Tarefa proposta 1 >>
Copie sem alterar nada as linhas de Entradas armazenadas, começando pela linha que contém "Locate the dark" e seguindo até a última delas, ambas incluídas.

“A mulher se liberta, mas o homem continua violento”, diz Delegada Kazumi Tanaka
Em entrevista a O Imparcial, a Delegada Kazumi Tanaka relatou os progressos e desafios no combate à violência contra a mulher
Os números da violência contra a mulher são gritantes: já foram registrados no Maranhão, só neste ano, 29 casos de feminicídio e 13 tentativas, de acordo com o Departamento de Feminicídio da Polícia Civil. Atitudes desempenhadas por parte dos parceiros que geralmente começam com possessividade, busca por controle, evoluem para agressões físicas e podem terminar em assassinato. Em entrevista a O Imparcial, a Delegada Kazumi Tanaka relatou os progressos e desafios no combate ao feminicídio.
Pergunta: Como é que se combate a violência contra a mulher?
Resposta: O que faz com que a gente possa mudar esse quadro é o fortalecimento e estabelecimento de políticas públicas voltadas à reversão desse quadro e ao respeito e à liberdade de cada um sendo cidadão e cidadã. Isso vai fazer com que as pessoas mudem as suas relações e o seu comportamento para, a partir daí, fazer prevalecer o respeito e o direito da igualdade entre o homem e a mulher. Todas essas medidas aliadas ao comprometimento do governo em dar garantias à mulher do seu direito.
P: Tem havido mais denúncias?
R: Não tem aumentado nos últimos anos não. A gente observa que há um leve aumento, mas fica no nível mais estável do número de denúncias que chega. Mas o que a gente percebe, pelo discurso das mulheres que acessam o serviço, é que elas vêm acreditando que a polícia vai fazer com que realmente a sua vida seja mudada. E vieram porque as pessoas as estimularam, porque assistiram uma palestra, porque viram uma entrevistas. Estão vindo porque estão acessando informação e pedindo ajuda.
P: E depois da denúncia?

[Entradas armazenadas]
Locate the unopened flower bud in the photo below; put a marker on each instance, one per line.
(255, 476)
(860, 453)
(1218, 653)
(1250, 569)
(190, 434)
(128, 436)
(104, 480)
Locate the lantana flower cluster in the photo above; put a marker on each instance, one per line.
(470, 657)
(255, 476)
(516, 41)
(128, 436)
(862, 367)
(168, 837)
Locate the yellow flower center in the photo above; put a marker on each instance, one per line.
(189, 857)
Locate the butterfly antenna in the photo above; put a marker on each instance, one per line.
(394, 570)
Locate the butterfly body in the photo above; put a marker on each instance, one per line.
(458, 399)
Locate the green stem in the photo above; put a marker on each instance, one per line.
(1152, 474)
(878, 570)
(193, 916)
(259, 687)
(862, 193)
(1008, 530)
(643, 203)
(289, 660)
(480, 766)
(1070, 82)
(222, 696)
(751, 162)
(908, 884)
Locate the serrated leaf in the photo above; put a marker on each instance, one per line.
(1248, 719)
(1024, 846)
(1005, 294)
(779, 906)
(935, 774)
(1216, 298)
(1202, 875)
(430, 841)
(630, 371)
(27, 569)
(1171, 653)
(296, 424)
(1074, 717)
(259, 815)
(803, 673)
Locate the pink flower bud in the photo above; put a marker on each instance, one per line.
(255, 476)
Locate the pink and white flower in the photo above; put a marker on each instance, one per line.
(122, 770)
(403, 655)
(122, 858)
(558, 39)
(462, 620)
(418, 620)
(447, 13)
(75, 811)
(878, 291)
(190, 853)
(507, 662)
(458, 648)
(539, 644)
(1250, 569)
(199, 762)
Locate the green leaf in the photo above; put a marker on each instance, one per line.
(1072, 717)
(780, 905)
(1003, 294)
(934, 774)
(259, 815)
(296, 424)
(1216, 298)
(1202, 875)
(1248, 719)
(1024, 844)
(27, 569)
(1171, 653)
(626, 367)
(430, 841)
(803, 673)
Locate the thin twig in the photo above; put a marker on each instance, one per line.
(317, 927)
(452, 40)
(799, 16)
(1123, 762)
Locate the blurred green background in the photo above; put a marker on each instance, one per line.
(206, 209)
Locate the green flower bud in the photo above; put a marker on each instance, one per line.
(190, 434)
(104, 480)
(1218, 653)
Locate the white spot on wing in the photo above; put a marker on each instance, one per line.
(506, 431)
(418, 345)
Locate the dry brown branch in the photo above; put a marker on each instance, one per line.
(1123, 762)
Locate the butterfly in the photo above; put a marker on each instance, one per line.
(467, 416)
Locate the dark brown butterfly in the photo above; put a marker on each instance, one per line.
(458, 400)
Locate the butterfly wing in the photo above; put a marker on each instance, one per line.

Tarefa proposta 2 >>
Responda sobre a entrevista:
(a) Quantos casos de feminicídio foram registrados no Maranhão neste ano?
(b) A que comprometimento a delegada diz que todas as medidas devem estar aliadas?
(c) O número de denúncias aumentou nos últimos anos, segundo a delegada?

Resposta completa 1 >>
Locate the dark brown butterfly in the photo above; put a marker on each instance, one per line.
(458, 400)
Locate the butterfly wing in the photo above; put a marker on each instance, one per line.

Resposta completa 2 >>
(a) 29 casos.
(b) Ao comprometimento do governo em dar garantias à mulher do seu direito.
(c) Não. Houve apenas um leve aumento, e o número se mantém em um nível mais estável.